Short problem —
Please gather every line in the listing below that contains the word "long" and copy each of those lines in full.

______

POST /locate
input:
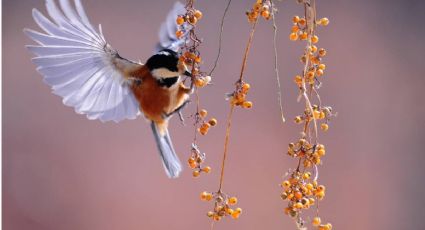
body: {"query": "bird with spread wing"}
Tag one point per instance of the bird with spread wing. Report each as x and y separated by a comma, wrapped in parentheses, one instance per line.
(81, 67)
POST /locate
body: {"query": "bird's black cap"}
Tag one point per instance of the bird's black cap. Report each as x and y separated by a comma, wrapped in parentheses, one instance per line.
(165, 58)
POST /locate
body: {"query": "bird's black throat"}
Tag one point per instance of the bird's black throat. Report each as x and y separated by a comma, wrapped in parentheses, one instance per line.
(167, 82)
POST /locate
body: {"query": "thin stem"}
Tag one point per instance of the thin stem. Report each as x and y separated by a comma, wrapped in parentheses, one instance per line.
(226, 144)
(248, 47)
(232, 107)
(276, 68)
(220, 37)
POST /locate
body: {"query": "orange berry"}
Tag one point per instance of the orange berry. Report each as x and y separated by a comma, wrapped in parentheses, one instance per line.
(203, 113)
(192, 163)
(321, 152)
(195, 173)
(322, 52)
(309, 186)
(320, 195)
(265, 14)
(257, 6)
(298, 79)
(246, 87)
(180, 20)
(235, 215)
(199, 82)
(179, 33)
(203, 195)
(247, 104)
(230, 211)
(298, 119)
(321, 188)
(304, 36)
(213, 122)
(324, 127)
(193, 20)
(319, 72)
(198, 59)
(298, 195)
(286, 184)
(198, 14)
(206, 169)
(293, 36)
(315, 39)
(298, 205)
(295, 29)
(324, 21)
(316, 221)
(233, 200)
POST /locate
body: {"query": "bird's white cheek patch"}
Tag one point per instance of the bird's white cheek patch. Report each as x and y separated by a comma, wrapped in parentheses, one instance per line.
(164, 73)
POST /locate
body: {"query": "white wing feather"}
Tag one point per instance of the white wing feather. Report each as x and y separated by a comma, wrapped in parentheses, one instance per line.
(80, 66)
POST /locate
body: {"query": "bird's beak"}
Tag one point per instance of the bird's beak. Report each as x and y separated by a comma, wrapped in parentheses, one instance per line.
(187, 73)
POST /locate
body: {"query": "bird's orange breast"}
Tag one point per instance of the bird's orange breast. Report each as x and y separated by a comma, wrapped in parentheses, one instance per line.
(154, 100)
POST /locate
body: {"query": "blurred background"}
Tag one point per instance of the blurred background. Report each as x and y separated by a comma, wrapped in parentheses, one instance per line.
(62, 171)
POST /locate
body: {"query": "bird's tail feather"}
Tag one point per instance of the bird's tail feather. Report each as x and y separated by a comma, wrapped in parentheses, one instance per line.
(169, 158)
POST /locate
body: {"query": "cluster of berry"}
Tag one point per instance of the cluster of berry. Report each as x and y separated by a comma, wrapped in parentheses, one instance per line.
(191, 58)
(260, 7)
(195, 162)
(222, 206)
(203, 129)
(192, 16)
(300, 189)
(238, 98)
(319, 113)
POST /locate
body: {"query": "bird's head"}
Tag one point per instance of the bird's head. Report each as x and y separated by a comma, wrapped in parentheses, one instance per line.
(165, 64)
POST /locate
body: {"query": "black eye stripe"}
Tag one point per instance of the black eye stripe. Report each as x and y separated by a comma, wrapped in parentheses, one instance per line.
(167, 82)
(162, 60)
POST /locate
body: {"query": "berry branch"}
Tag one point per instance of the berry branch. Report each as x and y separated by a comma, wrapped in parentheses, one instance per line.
(301, 189)
(191, 57)
(222, 201)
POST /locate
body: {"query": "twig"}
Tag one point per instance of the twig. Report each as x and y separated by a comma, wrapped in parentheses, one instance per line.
(279, 89)
(220, 37)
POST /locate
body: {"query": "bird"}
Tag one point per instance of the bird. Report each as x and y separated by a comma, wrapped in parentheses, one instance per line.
(90, 75)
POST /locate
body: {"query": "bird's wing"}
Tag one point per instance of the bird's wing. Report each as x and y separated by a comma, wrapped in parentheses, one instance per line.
(80, 66)
(167, 31)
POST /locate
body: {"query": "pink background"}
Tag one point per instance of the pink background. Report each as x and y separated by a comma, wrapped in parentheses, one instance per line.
(62, 171)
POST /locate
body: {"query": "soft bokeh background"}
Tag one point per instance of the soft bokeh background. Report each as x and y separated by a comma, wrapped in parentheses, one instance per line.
(62, 171)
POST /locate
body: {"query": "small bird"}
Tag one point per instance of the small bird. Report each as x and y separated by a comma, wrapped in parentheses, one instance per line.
(82, 68)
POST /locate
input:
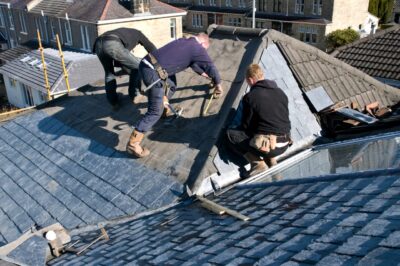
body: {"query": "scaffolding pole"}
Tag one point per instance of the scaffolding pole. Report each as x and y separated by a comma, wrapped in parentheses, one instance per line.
(46, 79)
(63, 63)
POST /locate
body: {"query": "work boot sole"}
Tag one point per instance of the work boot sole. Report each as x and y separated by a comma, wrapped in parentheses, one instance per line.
(145, 152)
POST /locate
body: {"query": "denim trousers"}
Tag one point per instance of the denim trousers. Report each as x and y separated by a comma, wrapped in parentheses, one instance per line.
(239, 142)
(155, 96)
(109, 51)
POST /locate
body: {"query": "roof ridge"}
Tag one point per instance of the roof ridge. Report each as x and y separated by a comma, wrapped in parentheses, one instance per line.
(165, 4)
(366, 39)
(324, 178)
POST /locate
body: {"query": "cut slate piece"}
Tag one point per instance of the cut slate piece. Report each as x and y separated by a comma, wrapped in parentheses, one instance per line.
(319, 98)
(353, 114)
(32, 252)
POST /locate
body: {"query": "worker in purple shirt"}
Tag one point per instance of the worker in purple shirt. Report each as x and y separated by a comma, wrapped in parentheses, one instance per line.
(158, 71)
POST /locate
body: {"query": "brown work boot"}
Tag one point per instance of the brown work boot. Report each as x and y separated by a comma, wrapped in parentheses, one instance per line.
(257, 165)
(133, 147)
(270, 161)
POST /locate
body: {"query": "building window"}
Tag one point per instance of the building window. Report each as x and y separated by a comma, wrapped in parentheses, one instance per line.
(299, 8)
(85, 37)
(278, 6)
(197, 21)
(22, 19)
(68, 33)
(13, 43)
(13, 83)
(10, 17)
(262, 5)
(317, 7)
(234, 22)
(259, 24)
(53, 30)
(308, 34)
(2, 21)
(28, 98)
(172, 26)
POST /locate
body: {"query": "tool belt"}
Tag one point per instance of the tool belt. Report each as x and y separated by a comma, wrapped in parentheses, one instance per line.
(268, 142)
(162, 73)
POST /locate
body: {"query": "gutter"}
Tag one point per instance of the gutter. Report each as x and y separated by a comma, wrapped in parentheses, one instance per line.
(121, 20)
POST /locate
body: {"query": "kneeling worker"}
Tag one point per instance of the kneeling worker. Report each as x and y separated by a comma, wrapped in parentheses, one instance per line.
(264, 132)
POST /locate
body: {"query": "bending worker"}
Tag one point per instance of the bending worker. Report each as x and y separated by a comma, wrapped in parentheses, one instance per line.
(158, 69)
(264, 132)
(114, 48)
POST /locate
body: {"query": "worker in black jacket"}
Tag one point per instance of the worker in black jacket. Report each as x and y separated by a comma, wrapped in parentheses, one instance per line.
(114, 49)
(264, 132)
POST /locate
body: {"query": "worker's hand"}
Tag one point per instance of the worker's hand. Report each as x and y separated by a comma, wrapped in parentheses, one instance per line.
(218, 91)
(204, 74)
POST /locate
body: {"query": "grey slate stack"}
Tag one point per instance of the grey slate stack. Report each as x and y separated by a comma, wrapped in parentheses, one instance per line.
(51, 173)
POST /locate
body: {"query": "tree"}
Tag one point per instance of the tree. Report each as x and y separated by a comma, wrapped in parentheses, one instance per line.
(382, 9)
(341, 37)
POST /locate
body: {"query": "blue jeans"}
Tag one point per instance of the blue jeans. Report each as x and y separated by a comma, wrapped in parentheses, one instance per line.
(109, 51)
(155, 96)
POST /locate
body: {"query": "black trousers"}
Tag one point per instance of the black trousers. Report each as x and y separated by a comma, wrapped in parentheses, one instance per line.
(239, 142)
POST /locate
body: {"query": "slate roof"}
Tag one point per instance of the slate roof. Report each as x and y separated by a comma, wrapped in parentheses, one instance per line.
(26, 68)
(341, 219)
(291, 18)
(51, 173)
(377, 55)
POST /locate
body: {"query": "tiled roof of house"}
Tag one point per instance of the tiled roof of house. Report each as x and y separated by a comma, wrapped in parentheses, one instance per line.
(340, 219)
(51, 7)
(10, 54)
(377, 55)
(291, 18)
(342, 82)
(52, 173)
(184, 151)
(27, 68)
(215, 9)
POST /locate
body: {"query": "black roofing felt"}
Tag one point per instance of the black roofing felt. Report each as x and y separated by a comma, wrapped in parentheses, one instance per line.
(341, 221)
(377, 55)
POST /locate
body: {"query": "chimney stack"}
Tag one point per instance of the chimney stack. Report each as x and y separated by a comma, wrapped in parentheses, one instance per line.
(137, 7)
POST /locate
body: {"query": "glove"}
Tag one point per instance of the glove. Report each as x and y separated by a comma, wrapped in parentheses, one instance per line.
(263, 143)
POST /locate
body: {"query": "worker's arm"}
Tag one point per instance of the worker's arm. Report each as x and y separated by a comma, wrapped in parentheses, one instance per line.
(247, 113)
(146, 43)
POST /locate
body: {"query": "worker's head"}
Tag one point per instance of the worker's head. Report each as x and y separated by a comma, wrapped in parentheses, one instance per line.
(203, 40)
(254, 73)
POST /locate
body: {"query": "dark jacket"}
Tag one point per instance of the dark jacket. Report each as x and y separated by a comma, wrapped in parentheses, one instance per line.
(130, 38)
(265, 110)
(183, 53)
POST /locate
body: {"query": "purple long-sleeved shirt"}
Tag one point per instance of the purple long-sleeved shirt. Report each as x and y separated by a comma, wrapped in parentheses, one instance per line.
(183, 53)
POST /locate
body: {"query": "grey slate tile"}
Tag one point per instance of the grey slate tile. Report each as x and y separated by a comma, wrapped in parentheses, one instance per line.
(358, 246)
(392, 241)
(381, 256)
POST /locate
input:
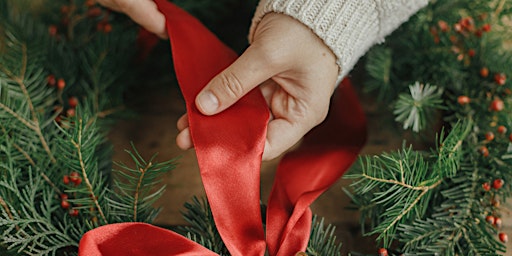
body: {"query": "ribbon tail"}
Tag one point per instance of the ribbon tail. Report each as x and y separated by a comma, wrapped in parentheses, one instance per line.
(303, 175)
(228, 148)
(138, 239)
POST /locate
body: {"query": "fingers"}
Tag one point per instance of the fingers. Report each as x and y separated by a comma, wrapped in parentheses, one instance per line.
(182, 122)
(247, 72)
(143, 12)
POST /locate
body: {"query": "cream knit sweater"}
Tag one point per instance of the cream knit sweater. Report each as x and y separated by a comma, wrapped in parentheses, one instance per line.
(348, 27)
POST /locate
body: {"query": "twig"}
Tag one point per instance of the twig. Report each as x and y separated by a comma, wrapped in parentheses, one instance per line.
(25, 154)
(499, 9)
(78, 146)
(15, 115)
(7, 210)
(136, 197)
(51, 183)
(420, 188)
(401, 215)
(19, 80)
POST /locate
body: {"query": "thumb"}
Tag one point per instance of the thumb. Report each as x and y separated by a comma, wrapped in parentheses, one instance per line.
(247, 72)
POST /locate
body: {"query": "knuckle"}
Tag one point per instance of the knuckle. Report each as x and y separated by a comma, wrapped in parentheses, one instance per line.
(231, 86)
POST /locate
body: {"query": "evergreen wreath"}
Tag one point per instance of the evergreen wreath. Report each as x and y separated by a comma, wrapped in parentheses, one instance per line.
(64, 68)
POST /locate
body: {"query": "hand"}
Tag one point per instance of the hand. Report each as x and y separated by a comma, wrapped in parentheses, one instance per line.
(296, 73)
(144, 12)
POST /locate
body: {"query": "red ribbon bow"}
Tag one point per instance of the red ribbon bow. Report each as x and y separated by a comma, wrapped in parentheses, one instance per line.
(229, 150)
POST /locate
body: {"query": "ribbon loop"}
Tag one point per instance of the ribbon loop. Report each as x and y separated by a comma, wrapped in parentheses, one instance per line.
(229, 147)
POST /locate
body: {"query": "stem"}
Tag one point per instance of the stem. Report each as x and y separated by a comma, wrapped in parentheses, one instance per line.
(20, 81)
(420, 188)
(51, 183)
(401, 215)
(139, 184)
(78, 147)
(15, 115)
(25, 154)
(6, 208)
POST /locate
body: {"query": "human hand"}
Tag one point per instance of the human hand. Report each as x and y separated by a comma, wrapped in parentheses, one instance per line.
(144, 12)
(296, 73)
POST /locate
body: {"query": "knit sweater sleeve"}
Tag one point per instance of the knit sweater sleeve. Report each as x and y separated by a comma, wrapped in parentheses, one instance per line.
(348, 27)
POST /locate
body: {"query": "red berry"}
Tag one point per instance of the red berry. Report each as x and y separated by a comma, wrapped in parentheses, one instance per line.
(457, 27)
(497, 105)
(484, 151)
(107, 28)
(498, 183)
(503, 237)
(383, 252)
(443, 25)
(90, 3)
(65, 179)
(463, 100)
(51, 80)
(64, 204)
(498, 223)
(73, 176)
(467, 22)
(52, 30)
(486, 186)
(502, 129)
(64, 9)
(74, 212)
(70, 112)
(500, 78)
(489, 136)
(61, 84)
(94, 12)
(484, 72)
(471, 52)
(486, 27)
(72, 102)
(77, 181)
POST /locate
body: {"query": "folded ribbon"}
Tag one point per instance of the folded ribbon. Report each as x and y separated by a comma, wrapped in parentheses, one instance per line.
(229, 147)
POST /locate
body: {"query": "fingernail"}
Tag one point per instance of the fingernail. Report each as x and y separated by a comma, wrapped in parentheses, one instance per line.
(207, 102)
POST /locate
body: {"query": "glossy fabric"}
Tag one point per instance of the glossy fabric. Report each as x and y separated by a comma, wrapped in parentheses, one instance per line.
(229, 147)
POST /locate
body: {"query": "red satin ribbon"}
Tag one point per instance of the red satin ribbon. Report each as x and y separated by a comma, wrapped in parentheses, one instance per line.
(229, 147)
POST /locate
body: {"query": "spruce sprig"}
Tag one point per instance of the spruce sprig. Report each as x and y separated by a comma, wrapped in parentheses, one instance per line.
(135, 189)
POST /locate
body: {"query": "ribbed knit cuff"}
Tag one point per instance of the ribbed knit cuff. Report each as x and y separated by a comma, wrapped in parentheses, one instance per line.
(348, 27)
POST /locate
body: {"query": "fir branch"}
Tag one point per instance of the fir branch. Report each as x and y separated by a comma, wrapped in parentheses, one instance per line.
(6, 209)
(20, 81)
(18, 117)
(78, 146)
(322, 240)
(138, 188)
(401, 183)
(415, 109)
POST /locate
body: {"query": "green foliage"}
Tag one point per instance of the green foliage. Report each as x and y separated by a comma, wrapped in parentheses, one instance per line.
(397, 188)
(55, 161)
(463, 47)
(136, 189)
(415, 109)
(201, 229)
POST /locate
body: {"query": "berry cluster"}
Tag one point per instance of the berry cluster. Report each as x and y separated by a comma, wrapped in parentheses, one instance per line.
(72, 179)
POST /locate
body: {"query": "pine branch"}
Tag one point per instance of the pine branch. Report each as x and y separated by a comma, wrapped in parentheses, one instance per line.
(322, 240)
(78, 146)
(136, 189)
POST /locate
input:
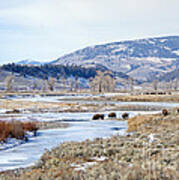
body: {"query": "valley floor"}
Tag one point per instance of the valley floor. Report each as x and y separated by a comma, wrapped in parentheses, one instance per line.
(150, 150)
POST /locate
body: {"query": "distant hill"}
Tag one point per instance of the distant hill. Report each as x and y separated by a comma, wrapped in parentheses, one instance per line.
(170, 76)
(143, 59)
(30, 62)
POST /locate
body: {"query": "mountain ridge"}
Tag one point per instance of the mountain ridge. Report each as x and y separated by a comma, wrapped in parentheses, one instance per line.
(143, 59)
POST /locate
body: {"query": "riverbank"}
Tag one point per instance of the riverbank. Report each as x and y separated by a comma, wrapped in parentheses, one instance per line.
(149, 152)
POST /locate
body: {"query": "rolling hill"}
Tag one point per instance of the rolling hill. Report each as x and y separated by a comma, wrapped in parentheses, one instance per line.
(143, 59)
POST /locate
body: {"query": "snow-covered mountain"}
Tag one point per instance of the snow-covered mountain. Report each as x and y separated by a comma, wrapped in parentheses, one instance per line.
(143, 59)
(29, 62)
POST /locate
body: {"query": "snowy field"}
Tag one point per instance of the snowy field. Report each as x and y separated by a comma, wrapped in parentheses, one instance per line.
(16, 154)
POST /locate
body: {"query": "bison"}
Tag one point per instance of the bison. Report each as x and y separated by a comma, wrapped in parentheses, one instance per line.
(112, 115)
(98, 116)
(164, 112)
(125, 115)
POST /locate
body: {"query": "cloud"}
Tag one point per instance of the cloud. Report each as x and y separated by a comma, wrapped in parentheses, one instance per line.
(56, 14)
(48, 28)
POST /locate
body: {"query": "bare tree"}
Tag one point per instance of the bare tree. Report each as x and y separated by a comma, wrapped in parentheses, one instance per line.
(131, 84)
(63, 81)
(155, 85)
(76, 83)
(9, 82)
(103, 82)
(175, 84)
(51, 83)
(71, 84)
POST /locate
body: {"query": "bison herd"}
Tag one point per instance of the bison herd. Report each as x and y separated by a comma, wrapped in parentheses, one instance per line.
(110, 115)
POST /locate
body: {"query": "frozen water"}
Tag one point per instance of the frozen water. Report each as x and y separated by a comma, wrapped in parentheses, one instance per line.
(28, 153)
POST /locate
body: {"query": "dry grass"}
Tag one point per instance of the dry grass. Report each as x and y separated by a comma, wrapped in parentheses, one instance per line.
(15, 129)
(151, 123)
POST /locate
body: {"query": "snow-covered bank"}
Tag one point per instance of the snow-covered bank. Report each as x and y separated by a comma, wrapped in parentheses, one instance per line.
(28, 153)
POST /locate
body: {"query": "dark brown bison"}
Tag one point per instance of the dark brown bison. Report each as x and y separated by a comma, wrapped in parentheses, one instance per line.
(112, 115)
(164, 112)
(125, 115)
(98, 116)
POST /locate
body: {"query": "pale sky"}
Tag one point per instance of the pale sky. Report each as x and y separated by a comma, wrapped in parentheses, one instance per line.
(47, 29)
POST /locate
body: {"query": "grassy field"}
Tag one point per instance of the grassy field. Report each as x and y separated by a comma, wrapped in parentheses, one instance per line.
(150, 152)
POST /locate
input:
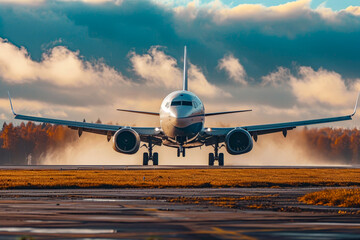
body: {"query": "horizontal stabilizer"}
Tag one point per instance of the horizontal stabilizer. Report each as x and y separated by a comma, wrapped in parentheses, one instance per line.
(221, 113)
(141, 112)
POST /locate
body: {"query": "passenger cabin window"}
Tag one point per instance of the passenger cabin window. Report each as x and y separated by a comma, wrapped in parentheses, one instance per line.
(175, 103)
(181, 103)
(186, 103)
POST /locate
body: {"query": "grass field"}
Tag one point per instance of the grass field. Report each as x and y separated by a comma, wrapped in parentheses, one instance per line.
(334, 197)
(161, 178)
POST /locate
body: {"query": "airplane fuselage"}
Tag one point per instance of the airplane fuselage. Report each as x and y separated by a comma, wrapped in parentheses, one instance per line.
(182, 116)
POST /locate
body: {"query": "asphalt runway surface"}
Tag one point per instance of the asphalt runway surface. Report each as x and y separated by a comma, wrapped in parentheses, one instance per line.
(150, 214)
(164, 167)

______

Correct output —
body: {"query": "purple long-sleeved shirt"}
Tag one point per instance of the purple long-sleeved shirt. Report each as x and y separated by a comma, wrapped in parentheses, one instance per line.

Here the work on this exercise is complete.